Pull out each line below that contains the string "fence". Case matters.

>> BEGIN

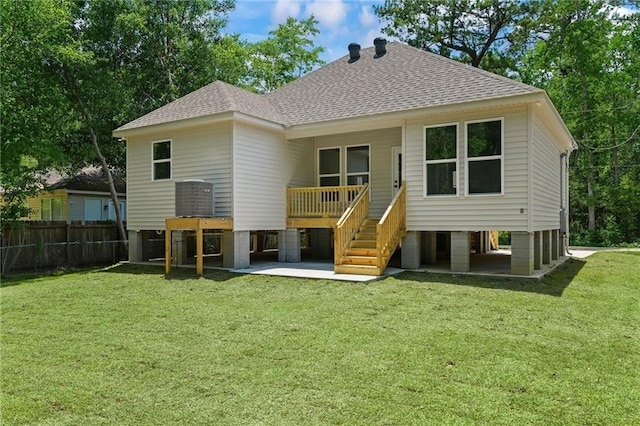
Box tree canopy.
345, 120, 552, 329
0, 0, 322, 233
375, 0, 640, 245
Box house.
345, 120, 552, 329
27, 167, 127, 222
114, 39, 574, 275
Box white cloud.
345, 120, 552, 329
305, 0, 349, 31
360, 4, 378, 27
271, 0, 300, 26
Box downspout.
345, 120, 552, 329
560, 152, 571, 256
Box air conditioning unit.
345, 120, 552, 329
176, 179, 214, 217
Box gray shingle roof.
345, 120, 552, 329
116, 81, 283, 131
118, 43, 542, 130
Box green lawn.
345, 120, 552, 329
0, 252, 640, 425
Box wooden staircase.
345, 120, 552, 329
334, 218, 391, 275
333, 184, 406, 276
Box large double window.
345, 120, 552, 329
424, 124, 458, 196
152, 141, 171, 180
318, 145, 371, 186
467, 119, 504, 195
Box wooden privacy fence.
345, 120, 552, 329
1, 221, 127, 275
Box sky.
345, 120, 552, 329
226, 0, 384, 62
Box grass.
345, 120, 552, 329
0, 252, 640, 425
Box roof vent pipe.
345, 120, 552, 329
373, 37, 387, 58
349, 43, 360, 64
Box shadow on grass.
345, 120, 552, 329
396, 258, 586, 297
0, 266, 103, 288
100, 263, 239, 281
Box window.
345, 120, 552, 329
318, 148, 340, 186
107, 200, 127, 221
40, 197, 62, 220
347, 145, 370, 185
467, 119, 503, 195
153, 141, 171, 180
424, 124, 458, 196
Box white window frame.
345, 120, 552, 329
464, 117, 505, 197
344, 143, 371, 186
151, 139, 173, 182
422, 122, 460, 198
316, 146, 342, 187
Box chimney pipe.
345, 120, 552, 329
349, 43, 360, 64
373, 37, 387, 59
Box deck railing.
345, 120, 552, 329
287, 185, 363, 218
376, 182, 407, 271
333, 183, 369, 265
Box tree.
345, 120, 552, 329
374, 0, 540, 74
522, 0, 640, 244
0, 0, 76, 224
245, 15, 324, 93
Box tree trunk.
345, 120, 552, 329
87, 130, 128, 250
580, 73, 596, 231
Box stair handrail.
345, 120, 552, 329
333, 183, 369, 265
376, 181, 407, 273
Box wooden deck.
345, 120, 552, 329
287, 183, 406, 275
287, 185, 364, 228
164, 217, 233, 275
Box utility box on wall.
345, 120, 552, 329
176, 179, 214, 217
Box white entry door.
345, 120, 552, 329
391, 146, 402, 196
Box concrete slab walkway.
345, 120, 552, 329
231, 262, 403, 282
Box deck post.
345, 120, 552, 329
196, 228, 204, 275
164, 227, 172, 274
278, 228, 301, 263
542, 231, 551, 265
533, 231, 542, 270
551, 229, 560, 260
222, 230, 251, 269
451, 231, 471, 272
511, 231, 534, 275
127, 230, 144, 262
422, 231, 438, 265
401, 231, 421, 269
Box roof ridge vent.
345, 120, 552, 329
348, 43, 360, 64
373, 37, 387, 59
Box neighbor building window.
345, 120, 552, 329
467, 119, 504, 195
40, 197, 62, 220
347, 145, 371, 185
318, 148, 340, 186
153, 141, 171, 180
424, 124, 458, 196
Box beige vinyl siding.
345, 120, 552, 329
127, 121, 232, 230
404, 105, 529, 231
233, 122, 312, 231
313, 127, 402, 218
532, 110, 561, 231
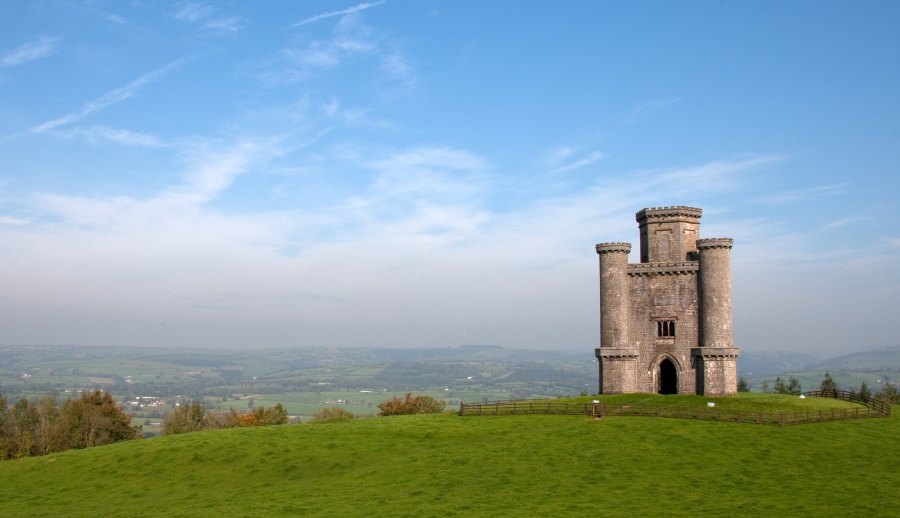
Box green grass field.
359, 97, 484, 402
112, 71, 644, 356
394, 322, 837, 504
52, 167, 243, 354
0, 395, 900, 517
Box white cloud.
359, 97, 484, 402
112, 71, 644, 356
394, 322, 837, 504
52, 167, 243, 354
291, 1, 385, 27
624, 95, 681, 125
29, 59, 185, 135
0, 36, 57, 67
550, 151, 606, 174
68, 125, 169, 148
173, 2, 215, 22
0, 216, 31, 226
204, 16, 241, 32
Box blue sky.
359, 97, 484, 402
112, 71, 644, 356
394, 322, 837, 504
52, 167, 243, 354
0, 0, 900, 356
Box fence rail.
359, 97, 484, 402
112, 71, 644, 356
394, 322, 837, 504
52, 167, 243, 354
803, 389, 891, 415
459, 390, 891, 426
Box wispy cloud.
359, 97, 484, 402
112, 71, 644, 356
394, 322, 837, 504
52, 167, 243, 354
205, 16, 241, 32
0, 36, 57, 67
624, 95, 681, 125
882, 237, 900, 248
641, 155, 784, 196
264, 18, 377, 83
756, 182, 850, 205
0, 216, 31, 226
28, 59, 186, 135
69, 125, 169, 148
550, 151, 606, 174
173, 2, 214, 22
172, 2, 241, 32
291, 1, 385, 27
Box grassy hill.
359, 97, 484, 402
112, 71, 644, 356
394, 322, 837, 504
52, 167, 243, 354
0, 395, 900, 517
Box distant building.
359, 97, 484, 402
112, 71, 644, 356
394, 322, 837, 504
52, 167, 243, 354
595, 206, 740, 396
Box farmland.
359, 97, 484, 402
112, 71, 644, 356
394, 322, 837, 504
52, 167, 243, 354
0, 394, 900, 516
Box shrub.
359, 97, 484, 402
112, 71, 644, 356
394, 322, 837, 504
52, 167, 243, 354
378, 392, 447, 415
163, 401, 288, 435
312, 407, 356, 423
819, 371, 837, 392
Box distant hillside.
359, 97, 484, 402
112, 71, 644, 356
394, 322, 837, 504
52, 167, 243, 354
737, 351, 821, 378
0, 396, 900, 517
815, 345, 900, 371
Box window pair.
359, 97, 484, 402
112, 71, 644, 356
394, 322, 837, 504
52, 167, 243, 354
656, 320, 675, 338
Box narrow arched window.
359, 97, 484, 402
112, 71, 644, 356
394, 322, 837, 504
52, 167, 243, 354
656, 320, 675, 338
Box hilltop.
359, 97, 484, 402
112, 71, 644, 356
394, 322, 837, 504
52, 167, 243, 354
0, 396, 900, 517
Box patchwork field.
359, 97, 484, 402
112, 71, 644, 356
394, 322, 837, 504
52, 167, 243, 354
0, 396, 900, 517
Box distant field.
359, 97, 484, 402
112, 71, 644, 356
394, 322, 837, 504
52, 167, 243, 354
0, 396, 900, 517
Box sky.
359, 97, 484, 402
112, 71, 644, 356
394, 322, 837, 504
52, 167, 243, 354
0, 0, 900, 357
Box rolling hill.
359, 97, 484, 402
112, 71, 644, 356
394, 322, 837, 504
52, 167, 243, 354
0, 396, 900, 517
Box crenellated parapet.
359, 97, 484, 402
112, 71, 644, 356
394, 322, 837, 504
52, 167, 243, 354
595, 205, 740, 395
634, 205, 703, 223
594, 243, 631, 254
634, 205, 703, 263
627, 261, 700, 276
697, 237, 734, 250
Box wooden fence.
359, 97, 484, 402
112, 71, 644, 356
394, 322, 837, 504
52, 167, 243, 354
459, 399, 603, 417
803, 389, 891, 415
459, 390, 891, 426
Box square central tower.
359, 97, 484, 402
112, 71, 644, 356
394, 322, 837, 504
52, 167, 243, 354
595, 206, 740, 395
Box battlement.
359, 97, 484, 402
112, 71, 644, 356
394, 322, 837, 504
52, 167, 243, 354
634, 205, 703, 223
635, 205, 703, 263
594, 243, 631, 254
697, 237, 734, 250
594, 205, 740, 396
627, 261, 700, 275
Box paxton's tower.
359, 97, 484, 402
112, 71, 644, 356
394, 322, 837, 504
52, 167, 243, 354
596, 206, 740, 396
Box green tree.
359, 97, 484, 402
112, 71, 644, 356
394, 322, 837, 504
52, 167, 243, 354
312, 406, 356, 423
875, 382, 900, 405
773, 376, 787, 394
787, 376, 803, 396
859, 381, 872, 399
378, 392, 447, 415
819, 371, 837, 392
163, 400, 206, 435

>> END

*COMPLETE RESPONSE*:
Box wooden privacy fence.
Box fence rail.
Box wooden fence.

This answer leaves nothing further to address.